• PROVIDED TEXT:
Proof of the claim: if \(\hat{\alpha} = \tilde{\alpha}\), we can write \(Y\) as \[ Y = X \hat{\alpha} + Z \hat{\beta} + \hat{\varepsilon} = \tilde{X} \hat{\alpha} + \underbrace{(X - \tilde{X}) \hat{\alpha } + Z \hat{\beta} + \hat{\varepsilon}}_\text{residual of $Y$ on $\tilde{X} $} = \tilde{X} \tilde{\alpha} + \nu_i \]

Therefore, by the orthogonality property of the OLS residual, it must be that \(\tilde{X}'\nu_i= 0\). \[\tag*{$\blacksquare$}\]

Proof (1)

Having established the claim, we want to show that the normal equation \(\tilde{X}' \left[ (X - \tilde{X})\hat{\alpha} + Z \hat{\beta} +\hat{\varepsilon} \right] = 0\) is satisfied. We follow 3 steps:

  1. First we have that \(\tilde{X}' (X - \tilde{X})\hat{\alpha} = 0\). This follows from the fact that \(\tilde{X}' = X' M_Z\) and hence: \[ \begin{aligned} \tilde{X}' (X - \tilde{X}) & = X' M_Z (X - M_Z) = X' M_Z X - X' \overbrace{M_Z M_Z}^{M_Z} X \newline & = X'M_Z X - X' M_Z X = 0 \end{aligned} \]

  2. \(\tilde{X}' Z \hat{\beta} = 0\) since \(\tilde{X}\) is the residual from the regression of \(X\) on \(Z\), by normal equation it holds that \(\tilde{X}' Z = 0\).

  3. \(\tilde{X}' \hat{\varepsilon} = 0\). This follows from (i) \(M_Z ' M_{X, Z} = M_{X,Z}\) and (ii) \(X' M_{X, Z} = 0\): \[ \tilde{X}' \hat{\varepsilon} = (M_Z X)' (M_{X, Z} \varepsilon) = X'M_Z' M_{X, Z} \varepsilon = \underbrace{X' M_{X, Z}}_0 \varepsilon = 0. \] \[\tag*{$\blacksquare$}\]

The coefficient \(\hat{\alpha}\) is a partial regression coefficient identified from the variation in \(X\) that is orthogonal to \(Z\). This is often known as residual variation.

Post Double Selection

Setting

Consider again data \(D= (y_i, x_i, z_i)_{i=1}^n\), where the true model is: \[ \begin{aligned} & y_i = x_i' \alpha_0 + z_i' \beta_0 + \varepsilon_i \newline & x_i = z_i' \gamma_0 + u_i \end{aligned} \]

We would like to guard against pretest bias if possible, in order to handle high dimensional models. A good pathway towards motivating procedures which guard against pretest bias is a discussion of classical partitioned regression.

Consider a regression \(y_i\) on \(x_i\) and \(z_i\). \(x_i\) is the 1-dimensional variable of interest, \(z_i\) is a high-dimensional set of control variables. We have the following procedure:

  1. First Stage selection: lasso \(x_i\) on \(z_i\). Let the selected variables be collected in the set \(S_{FS} \subseteq z_i\)
  2. Reduced Form selection: lasso \(y_i\) on \(z_i\). Let the selected variables be collected in the set \(S_{RF} \subseteq z_i\)
  3. Regress \(y_i\) on \(x_i\) and \(S_{FS} \cup S_{RF}\)

• DATA EXTRACT:
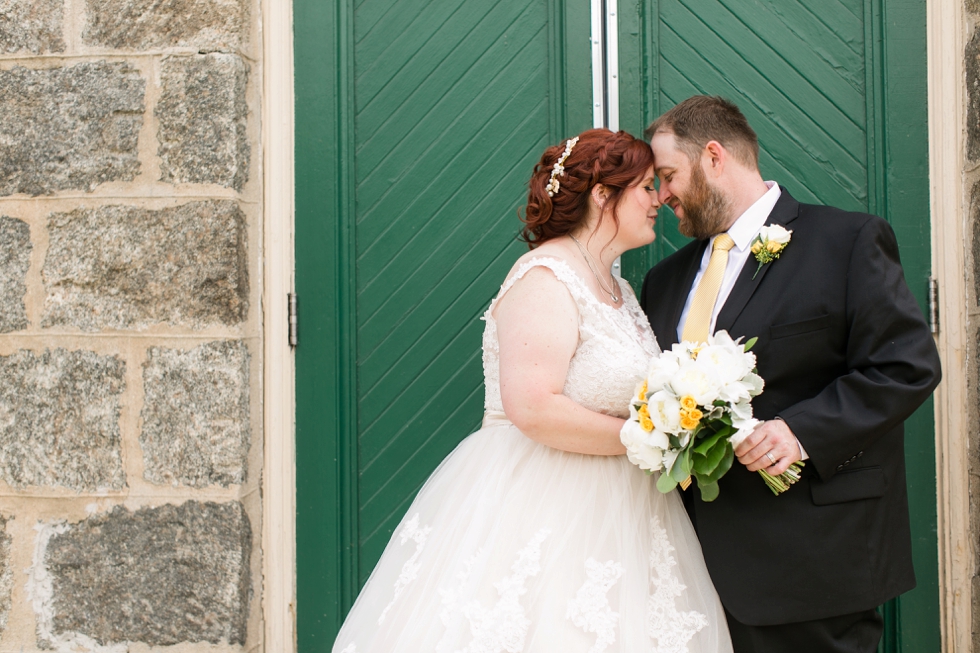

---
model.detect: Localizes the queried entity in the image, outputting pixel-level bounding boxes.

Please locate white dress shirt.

• WHAT YOU ARE ASKED TO DO: Copy word for word the passage of the regression text above that opens with the words containing "We would like" and closes with "classical partitioned regression.".

• SOLUTION:
We would like to guard against pretest bias if possible, in order to handle high dimensional models. A good pathway towards motivating procedures which guard against pretest bias is a discussion of classical partitioned regression.